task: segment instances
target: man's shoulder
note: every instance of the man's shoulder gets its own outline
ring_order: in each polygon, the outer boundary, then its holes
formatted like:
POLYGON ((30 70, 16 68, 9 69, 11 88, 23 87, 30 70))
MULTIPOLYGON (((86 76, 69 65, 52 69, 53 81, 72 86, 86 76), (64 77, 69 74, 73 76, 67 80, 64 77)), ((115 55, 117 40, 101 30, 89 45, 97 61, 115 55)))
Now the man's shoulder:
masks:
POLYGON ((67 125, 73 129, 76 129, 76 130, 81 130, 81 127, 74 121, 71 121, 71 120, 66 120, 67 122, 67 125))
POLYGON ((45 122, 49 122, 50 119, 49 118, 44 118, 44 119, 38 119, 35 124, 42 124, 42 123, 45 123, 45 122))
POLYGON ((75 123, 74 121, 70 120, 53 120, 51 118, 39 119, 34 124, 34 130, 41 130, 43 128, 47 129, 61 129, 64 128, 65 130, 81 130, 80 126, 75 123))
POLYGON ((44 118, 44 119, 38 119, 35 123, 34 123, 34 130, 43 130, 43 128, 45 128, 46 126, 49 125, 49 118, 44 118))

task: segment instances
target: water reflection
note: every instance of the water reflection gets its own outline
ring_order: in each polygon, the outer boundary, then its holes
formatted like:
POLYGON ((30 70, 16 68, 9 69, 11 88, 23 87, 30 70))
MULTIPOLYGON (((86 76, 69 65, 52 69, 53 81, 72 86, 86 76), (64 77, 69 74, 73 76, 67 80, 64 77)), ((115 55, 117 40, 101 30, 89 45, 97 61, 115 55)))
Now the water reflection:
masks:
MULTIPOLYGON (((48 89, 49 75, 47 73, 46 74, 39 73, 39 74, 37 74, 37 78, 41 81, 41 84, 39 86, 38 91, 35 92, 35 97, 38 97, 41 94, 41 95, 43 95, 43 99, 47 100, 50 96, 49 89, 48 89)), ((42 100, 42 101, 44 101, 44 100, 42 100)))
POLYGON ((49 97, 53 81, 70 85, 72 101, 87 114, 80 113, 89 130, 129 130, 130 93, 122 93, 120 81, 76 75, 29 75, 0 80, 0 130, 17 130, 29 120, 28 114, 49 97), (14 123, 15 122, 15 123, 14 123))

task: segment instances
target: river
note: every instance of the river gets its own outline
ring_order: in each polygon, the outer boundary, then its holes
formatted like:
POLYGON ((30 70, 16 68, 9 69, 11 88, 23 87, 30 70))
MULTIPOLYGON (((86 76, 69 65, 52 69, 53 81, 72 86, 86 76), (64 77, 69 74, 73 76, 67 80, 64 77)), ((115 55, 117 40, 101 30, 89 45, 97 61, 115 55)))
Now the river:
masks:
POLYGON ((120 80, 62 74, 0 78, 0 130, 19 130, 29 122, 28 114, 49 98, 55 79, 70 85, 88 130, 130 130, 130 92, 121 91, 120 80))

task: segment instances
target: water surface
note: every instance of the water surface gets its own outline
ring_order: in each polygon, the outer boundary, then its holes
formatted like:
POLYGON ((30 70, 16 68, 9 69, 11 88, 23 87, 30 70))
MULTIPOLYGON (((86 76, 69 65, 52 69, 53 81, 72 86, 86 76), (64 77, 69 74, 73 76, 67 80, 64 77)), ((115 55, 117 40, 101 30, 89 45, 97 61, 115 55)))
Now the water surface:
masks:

• Instructions to follow:
The material must be written out again in full and without changes.

• Response box:
task: segment instances
target: man's shoulder
note: every instance of the man's shoulder gets its own outline
ring_order: in each polygon, the outer boundary, then its holes
formatted like:
POLYGON ((30 70, 16 68, 9 69, 11 88, 23 87, 30 70))
MULTIPOLYGON (((86 76, 69 65, 52 69, 53 81, 72 86, 86 76), (64 77, 69 74, 73 76, 67 80, 64 77)), ((115 55, 117 40, 101 30, 89 45, 97 61, 115 55)))
Now the man's shoulder:
masks:
POLYGON ((67 125, 73 129, 76 129, 76 130, 81 130, 81 127, 74 121, 71 121, 71 120, 66 120, 67 122, 67 125))
POLYGON ((45 122, 49 122, 50 119, 49 118, 44 118, 44 119, 38 119, 35 124, 42 124, 42 123, 45 123, 45 122))
POLYGON ((75 123, 74 121, 70 120, 53 120, 51 118, 39 119, 34 124, 34 130, 41 130, 43 128, 47 129, 61 129, 64 128, 65 130, 81 130, 80 126, 75 123))
POLYGON ((44 118, 44 119, 38 119, 35 123, 34 123, 34 130, 43 130, 43 128, 45 128, 46 126, 49 125, 49 118, 44 118))

task: segment instances
target: water reflection
note: every instance of the water reflection gets its own outline
ring_order: in each polygon, the outer boundary, then its holes
formatted like:
POLYGON ((30 70, 16 68, 9 69, 11 88, 23 87, 30 70))
MULTIPOLYGON (((86 76, 69 65, 52 69, 53 81, 72 86, 86 76), (64 77, 69 74, 73 76, 67 80, 64 77)), ((115 55, 117 40, 101 30, 89 45, 97 61, 115 55)))
Now the water reflection:
masks:
MULTIPOLYGON (((48 89, 49 75, 47 73, 46 74, 39 73, 39 74, 37 74, 37 78, 41 81, 41 84, 39 86, 38 91, 35 92, 35 97, 38 97, 41 94, 41 95, 43 95, 43 99, 47 100, 50 96, 49 89, 48 89)), ((42 100, 42 101, 44 101, 44 100, 42 100)))
POLYGON ((49 97, 53 81, 70 85, 72 101, 87 114, 80 113, 89 130, 129 130, 130 93, 122 93, 120 81, 76 75, 29 75, 0 80, 0 130, 17 130, 29 120, 28 114, 49 97), (14 123, 15 122, 15 123, 14 123))

task: segment instances
target: river
note: every instance of the river gets its own outline
ring_order: in each polygon, the outer boundary, then its holes
formatted like:
POLYGON ((30 70, 16 68, 9 69, 11 88, 23 87, 30 70))
MULTIPOLYGON (((86 76, 69 65, 52 69, 53 81, 72 86, 86 76), (64 77, 69 74, 73 76, 67 80, 64 77)), ((115 55, 117 40, 101 30, 89 45, 97 61, 115 55)))
Now the river:
masks:
POLYGON ((120 80, 62 74, 0 78, 0 130, 19 130, 29 122, 28 114, 49 98, 55 79, 70 85, 88 130, 130 130, 130 92, 121 91, 120 80))

task: segment instances
target: water surface
note: every instance of the water surface gets its own outline
ring_order: in each polygon, the outer boundary, then its holes
formatted like:
POLYGON ((30 70, 16 68, 9 69, 11 88, 23 87, 30 70))
MULTIPOLYGON (((86 76, 69 65, 52 69, 53 81, 72 86, 86 76), (64 77, 69 74, 73 76, 67 80, 64 77)), ((115 55, 117 40, 101 30, 89 45, 97 61, 115 55)))
Now the water surface:
masks:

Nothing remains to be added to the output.